### SOURCE EXCERPT
Begin

If training worked well, our model should correctly classify the first 50 digits and give the highest score for the correct labels.

In [None]:
# set up a figure
fig = plt.figure(figsize=(15, 7))
fig.subplots_adjust(left=0, right=1, bottom=0, top=1, hspace=0.05, wspace=0.05)

# plot the images: each image is 28x28 pixels
for i in range(50):
  ax = fig.add_subplot(5, 10, i + 1, xticks=[], yticks=[])
  ax.imshow(x_test[i,:].reshape((28,28)),cmap=plt.cm.gray_r, interpolation='nearest')

  prediction_label = np.argmax(prediction_values[i])

  img_text = f'{prediction_label} [{np.argmax(y_test[i])}]'
  
  if prediction_label == np.argmax(y_test[i]):
    # label the image with the blue text
    ax.text(0.1, 0.1, img_text, color='green', transform=ax.transAxes)
    ax.tick_params(color='green', labelcolor='green')
    for spine in ax.spines.values():
        spine.set_edgecolor('green')
  else:
    # label the image with the red text
    ax.text(0.1, 0.1, img_text, color='red', transform=ax.transAxes)
    ax.tick_params(color='red', labelcolor='red')
    for spine in ax.spines.values():
        spine.set_edgecolor('red')

### What did not work?

Let's also look at what did not work! 
We compute the difference between the ground truth (`y_test`) and the predicitons (`prediction_values`) and look at the pairs with the highest difference.  

In [None]:
diff = np.linalg.norm( prediction_values - y_test, axis=1 )

# set up the figure
fig = plt.figure(figsize=(15, 7))

End

### DATA PROVIDED
Begin

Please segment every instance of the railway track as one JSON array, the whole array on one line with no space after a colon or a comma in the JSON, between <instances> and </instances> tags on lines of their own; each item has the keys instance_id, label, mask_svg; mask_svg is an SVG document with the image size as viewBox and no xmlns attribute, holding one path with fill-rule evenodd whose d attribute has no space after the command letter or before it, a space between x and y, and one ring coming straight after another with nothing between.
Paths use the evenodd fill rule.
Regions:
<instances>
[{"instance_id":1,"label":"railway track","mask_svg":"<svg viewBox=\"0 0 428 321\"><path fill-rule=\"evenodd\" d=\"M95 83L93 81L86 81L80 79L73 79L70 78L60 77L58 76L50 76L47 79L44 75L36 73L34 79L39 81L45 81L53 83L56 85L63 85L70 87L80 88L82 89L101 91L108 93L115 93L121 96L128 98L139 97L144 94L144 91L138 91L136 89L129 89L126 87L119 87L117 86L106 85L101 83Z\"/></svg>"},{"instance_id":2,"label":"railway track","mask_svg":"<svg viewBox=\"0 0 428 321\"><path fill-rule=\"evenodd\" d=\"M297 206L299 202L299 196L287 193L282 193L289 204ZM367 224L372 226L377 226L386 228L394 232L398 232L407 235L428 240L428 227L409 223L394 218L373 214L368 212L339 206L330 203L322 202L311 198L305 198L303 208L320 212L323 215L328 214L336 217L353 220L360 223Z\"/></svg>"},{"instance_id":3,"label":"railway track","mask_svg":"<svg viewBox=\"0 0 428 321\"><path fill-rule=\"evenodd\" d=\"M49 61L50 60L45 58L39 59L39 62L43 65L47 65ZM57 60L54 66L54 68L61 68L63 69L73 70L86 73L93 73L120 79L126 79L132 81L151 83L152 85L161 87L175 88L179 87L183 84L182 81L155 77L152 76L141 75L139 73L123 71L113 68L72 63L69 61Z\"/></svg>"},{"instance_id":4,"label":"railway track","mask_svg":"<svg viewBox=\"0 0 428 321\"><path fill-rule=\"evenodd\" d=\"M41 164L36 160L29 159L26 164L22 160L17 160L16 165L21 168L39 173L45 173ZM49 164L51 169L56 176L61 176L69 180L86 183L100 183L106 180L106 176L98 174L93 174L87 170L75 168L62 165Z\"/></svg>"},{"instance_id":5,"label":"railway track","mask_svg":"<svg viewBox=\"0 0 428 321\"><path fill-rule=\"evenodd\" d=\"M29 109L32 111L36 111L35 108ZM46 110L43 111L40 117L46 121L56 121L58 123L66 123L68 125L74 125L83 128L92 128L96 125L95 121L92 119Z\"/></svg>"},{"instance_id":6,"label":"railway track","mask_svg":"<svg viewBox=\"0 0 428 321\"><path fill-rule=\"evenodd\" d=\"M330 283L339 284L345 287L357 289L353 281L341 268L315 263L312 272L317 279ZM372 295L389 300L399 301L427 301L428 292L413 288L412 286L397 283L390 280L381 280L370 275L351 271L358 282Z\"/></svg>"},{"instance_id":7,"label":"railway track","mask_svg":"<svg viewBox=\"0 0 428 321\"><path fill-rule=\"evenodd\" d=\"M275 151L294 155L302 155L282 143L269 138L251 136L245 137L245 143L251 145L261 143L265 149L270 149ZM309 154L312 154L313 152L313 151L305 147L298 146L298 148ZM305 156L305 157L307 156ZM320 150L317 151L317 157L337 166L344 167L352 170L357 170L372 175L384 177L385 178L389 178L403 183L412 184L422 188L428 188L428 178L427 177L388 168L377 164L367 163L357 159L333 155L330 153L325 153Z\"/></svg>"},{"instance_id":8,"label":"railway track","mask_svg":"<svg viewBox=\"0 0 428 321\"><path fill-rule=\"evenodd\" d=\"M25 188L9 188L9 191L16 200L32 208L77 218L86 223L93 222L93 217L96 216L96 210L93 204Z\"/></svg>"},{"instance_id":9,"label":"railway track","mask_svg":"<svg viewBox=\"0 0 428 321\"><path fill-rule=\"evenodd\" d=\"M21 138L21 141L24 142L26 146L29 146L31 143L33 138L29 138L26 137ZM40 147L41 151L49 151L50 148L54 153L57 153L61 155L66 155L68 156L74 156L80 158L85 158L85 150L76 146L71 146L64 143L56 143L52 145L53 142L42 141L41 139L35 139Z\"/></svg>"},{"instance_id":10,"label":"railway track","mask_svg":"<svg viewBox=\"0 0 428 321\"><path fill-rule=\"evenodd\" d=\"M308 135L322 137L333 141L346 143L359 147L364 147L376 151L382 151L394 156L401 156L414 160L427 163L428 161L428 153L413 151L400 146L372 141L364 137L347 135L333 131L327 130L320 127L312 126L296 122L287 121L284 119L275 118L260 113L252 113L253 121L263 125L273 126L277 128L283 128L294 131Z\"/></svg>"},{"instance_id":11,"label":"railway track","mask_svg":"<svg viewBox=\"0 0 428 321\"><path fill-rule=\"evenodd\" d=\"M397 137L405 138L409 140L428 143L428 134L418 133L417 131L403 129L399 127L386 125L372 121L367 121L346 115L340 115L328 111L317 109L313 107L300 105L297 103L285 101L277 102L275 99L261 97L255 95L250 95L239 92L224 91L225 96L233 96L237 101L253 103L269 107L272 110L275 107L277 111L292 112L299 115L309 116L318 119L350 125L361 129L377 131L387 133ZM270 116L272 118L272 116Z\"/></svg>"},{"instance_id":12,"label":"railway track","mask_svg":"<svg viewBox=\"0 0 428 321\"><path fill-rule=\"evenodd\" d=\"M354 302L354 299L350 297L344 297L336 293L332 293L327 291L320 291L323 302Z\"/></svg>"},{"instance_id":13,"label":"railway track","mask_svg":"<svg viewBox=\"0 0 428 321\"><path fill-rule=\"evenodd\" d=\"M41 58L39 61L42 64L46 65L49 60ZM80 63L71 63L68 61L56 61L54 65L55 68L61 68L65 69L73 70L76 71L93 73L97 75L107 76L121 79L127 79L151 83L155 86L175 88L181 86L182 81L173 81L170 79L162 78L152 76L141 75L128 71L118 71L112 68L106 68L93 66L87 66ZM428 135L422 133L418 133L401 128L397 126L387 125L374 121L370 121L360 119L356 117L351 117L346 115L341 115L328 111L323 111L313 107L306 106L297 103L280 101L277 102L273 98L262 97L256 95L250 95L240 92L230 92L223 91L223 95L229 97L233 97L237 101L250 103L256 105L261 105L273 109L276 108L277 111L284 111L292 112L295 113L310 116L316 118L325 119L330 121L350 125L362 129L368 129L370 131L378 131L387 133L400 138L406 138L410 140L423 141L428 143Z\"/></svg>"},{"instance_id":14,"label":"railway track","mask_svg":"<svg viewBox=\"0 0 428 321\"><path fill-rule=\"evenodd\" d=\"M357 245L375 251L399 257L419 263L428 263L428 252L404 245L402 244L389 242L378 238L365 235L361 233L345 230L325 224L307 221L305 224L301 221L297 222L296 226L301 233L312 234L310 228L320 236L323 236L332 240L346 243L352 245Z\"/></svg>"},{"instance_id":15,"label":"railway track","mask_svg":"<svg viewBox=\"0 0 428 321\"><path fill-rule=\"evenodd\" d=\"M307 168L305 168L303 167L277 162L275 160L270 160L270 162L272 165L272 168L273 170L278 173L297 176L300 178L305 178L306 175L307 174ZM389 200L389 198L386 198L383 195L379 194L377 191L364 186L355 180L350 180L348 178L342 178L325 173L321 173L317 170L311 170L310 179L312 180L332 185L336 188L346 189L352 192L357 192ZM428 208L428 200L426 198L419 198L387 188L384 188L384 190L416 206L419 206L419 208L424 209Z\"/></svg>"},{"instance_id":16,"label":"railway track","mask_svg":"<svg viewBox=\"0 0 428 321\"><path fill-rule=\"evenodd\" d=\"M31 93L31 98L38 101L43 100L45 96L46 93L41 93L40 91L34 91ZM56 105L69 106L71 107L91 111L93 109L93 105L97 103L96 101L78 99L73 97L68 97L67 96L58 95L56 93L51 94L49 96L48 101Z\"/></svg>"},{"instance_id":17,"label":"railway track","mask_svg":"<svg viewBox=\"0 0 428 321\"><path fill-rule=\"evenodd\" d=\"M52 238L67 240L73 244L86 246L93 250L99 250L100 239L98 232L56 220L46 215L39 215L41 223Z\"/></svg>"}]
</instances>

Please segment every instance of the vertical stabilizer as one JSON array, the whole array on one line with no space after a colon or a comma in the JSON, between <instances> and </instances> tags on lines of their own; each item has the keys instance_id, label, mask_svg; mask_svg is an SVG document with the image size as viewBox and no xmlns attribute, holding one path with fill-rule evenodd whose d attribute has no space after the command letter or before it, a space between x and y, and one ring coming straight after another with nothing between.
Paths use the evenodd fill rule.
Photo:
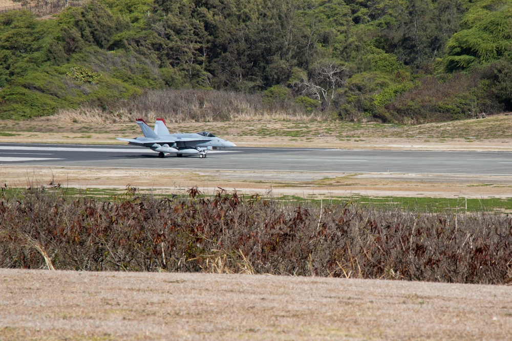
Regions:
<instances>
[{"instance_id":1,"label":"vertical stabilizer","mask_svg":"<svg viewBox=\"0 0 512 341\"><path fill-rule=\"evenodd\" d=\"M163 119L157 119L155 122L155 133L160 136L169 135L169 129L167 128L167 125Z\"/></svg>"},{"instance_id":2,"label":"vertical stabilizer","mask_svg":"<svg viewBox=\"0 0 512 341\"><path fill-rule=\"evenodd\" d=\"M158 135L157 135L153 130L150 127L150 126L146 124L146 122L144 122L144 120L142 119L137 119L137 124L139 125L140 127L140 129L142 130L142 133L144 134L144 137L150 138L151 139L158 139L160 138Z\"/></svg>"}]
</instances>

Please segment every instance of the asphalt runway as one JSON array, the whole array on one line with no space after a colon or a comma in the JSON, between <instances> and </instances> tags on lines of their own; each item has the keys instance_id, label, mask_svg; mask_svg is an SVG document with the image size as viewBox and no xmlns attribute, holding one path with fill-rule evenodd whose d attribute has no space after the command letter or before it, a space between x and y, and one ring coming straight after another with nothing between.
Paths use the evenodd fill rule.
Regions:
<instances>
[{"instance_id":1,"label":"asphalt runway","mask_svg":"<svg viewBox=\"0 0 512 341\"><path fill-rule=\"evenodd\" d=\"M322 173L512 175L512 152L233 148L158 157L131 146L0 144L0 165Z\"/></svg>"}]
</instances>

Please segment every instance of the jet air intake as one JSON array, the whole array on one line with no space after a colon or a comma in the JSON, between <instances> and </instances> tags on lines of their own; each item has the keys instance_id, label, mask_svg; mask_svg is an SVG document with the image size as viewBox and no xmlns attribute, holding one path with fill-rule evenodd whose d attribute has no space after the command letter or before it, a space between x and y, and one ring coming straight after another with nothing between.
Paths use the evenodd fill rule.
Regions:
<instances>
[{"instance_id":1,"label":"jet air intake","mask_svg":"<svg viewBox=\"0 0 512 341\"><path fill-rule=\"evenodd\" d=\"M152 150L160 152L161 153L167 153L168 154L176 154L178 153L178 149L173 148L172 147L169 147L169 145L168 144L164 144L163 146L160 146L158 143L155 143L150 148L151 148Z\"/></svg>"}]
</instances>

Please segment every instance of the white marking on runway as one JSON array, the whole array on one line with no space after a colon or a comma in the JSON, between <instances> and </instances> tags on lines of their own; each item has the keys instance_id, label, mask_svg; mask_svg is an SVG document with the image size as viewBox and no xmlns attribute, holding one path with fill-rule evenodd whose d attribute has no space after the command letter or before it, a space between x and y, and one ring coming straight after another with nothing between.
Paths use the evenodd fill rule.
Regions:
<instances>
[{"instance_id":1,"label":"white marking on runway","mask_svg":"<svg viewBox=\"0 0 512 341\"><path fill-rule=\"evenodd\" d=\"M147 152L149 148L70 148L69 147L24 147L20 146L2 146L0 149L4 150L43 150L45 151L96 151L111 153L133 153L134 152Z\"/></svg>"},{"instance_id":2,"label":"white marking on runway","mask_svg":"<svg viewBox=\"0 0 512 341\"><path fill-rule=\"evenodd\" d=\"M2 146L0 150L41 150L45 151L83 151L102 152L104 153L147 153L153 151L150 148L70 148L69 147L25 147L20 146ZM209 153L239 153L235 150L220 150L218 149L206 150ZM1 154L7 154L0 151Z\"/></svg>"},{"instance_id":3,"label":"white marking on runway","mask_svg":"<svg viewBox=\"0 0 512 341\"><path fill-rule=\"evenodd\" d=\"M0 154L4 155L6 154L14 154L15 155L53 155L55 153L3 153L0 151Z\"/></svg>"},{"instance_id":4,"label":"white marking on runway","mask_svg":"<svg viewBox=\"0 0 512 341\"><path fill-rule=\"evenodd\" d=\"M0 162L12 162L16 161L41 161L42 160L61 160L58 157L14 157L13 156L0 157Z\"/></svg>"}]
</instances>

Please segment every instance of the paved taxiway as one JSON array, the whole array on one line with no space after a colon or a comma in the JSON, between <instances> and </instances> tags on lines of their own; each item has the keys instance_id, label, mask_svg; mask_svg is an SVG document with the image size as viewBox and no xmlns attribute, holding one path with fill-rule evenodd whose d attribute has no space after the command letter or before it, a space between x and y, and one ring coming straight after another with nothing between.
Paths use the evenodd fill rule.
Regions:
<instances>
[{"instance_id":1,"label":"paved taxiway","mask_svg":"<svg viewBox=\"0 0 512 341\"><path fill-rule=\"evenodd\" d=\"M130 146L0 144L0 165L173 170L512 175L512 152L234 148L158 157Z\"/></svg>"}]
</instances>

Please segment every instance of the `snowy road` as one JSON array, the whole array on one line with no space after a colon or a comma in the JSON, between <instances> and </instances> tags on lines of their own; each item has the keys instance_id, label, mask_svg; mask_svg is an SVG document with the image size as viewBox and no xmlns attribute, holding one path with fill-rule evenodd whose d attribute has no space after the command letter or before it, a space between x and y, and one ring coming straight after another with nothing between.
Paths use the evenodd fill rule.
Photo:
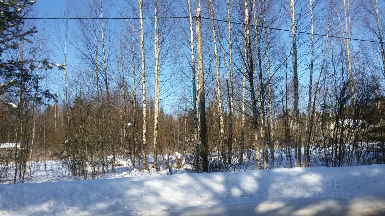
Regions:
<instances>
[{"instance_id":1,"label":"snowy road","mask_svg":"<svg viewBox=\"0 0 385 216\"><path fill-rule=\"evenodd\" d=\"M385 165L0 185L0 215L385 215Z\"/></svg>"}]
</instances>

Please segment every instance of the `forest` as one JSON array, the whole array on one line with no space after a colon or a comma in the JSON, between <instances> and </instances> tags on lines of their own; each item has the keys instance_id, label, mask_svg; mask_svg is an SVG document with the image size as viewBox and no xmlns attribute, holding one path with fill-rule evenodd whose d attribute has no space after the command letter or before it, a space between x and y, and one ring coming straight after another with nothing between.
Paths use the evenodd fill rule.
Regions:
<instances>
[{"instance_id":1,"label":"forest","mask_svg":"<svg viewBox=\"0 0 385 216\"><path fill-rule=\"evenodd\" d=\"M382 0L42 0L0 1L0 183L385 163Z\"/></svg>"}]
</instances>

End

### OBJECTIVE
Reproduce the portion of the digit-classification excerpt that begins with "ax.tick_params(color='red', labelcolor='red')" and ends with "the highest difference.". The entries have no connection to the notebook excerpt on digit classification.

### CORRECT OUTPUT
ax.tick_params(color='red', labelcolor='red')
    for spine in ax.spines.values():
        spine.set_edgecolor('red')

### What did not work?

Let's also look at what did not work! 
We compute the difference between the ground truth (`y_test`) and the predicitons (`prediction_values`) and look at the pairs with the highest difference.